* **READING TEXT**
Date: 2007
Location: Edmonton
Profile: Michelle Senkow started her nursing career in 1977 in Calgary before working in several other locations, including Grande Prairie and 12 years at Edmonton’s Misericordia Hospital. She returned to Calgary in 2000. Most of her nursing career was in Maternal Child Nursing Care, but she has also worked in surgery and medicine.
Senkow brings her lens as a nurse, a union activist, and mother of 5 children to serving as a UNA mentor to other nurses. She has dealt with nurses facing many workplaces challenges, including emotional blackmail to work past the point of exhaustion, unsafe working conditions such as toxic mould, and an inability to provide adequate care in situations of understaffing. Senkow laments that inadequate government funding and inappropriate pressures from nursing managers are pushing nurses out of the profession. A strong advocate of public healthcare, she decries the fact that inadequate funding of the public care system means that the wealthy can get MRIs, CatScans, and other services quickly while others wait interminably for service.
Keywords: Bumping of nursing positions; Foothills Hospital; Grande Prairie Hospital; Labour and Delivery Nursing; Misericordia Hospital; Private health costs; Toxic mould; Understaffing of nursing and pressure for overwork.

(Point localization data)
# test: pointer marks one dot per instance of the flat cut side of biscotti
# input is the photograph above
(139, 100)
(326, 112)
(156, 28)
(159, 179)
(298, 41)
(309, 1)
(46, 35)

* **PROBLEMS AND TASKS**
A. Reproduce the section of the Michelle Senkow profile starting at "Keywords: Bumping of" and ending at "pressure for overwork.", word for word.
B. Answer these questions from the Michelle Senkow profile:
(i) In what year did Senkow begin her nursing career?
(ii) How many years did she spend at Edmonton's Misericordia Hospital?
(iii) How many children does she have?

* **ANSWERS TO THE PROBLEMS**
A.
Keywords: Bumping of nursing positions; Foothills Hospital; Grande Prairie Hospital; Labour and Delivery Nursing; Misericordia Hospital; Private health costs; Toxic mould; Understaffing of nursing and pressure for overwork.

B.
(i) 1977
(ii) 12 years
(iii) 5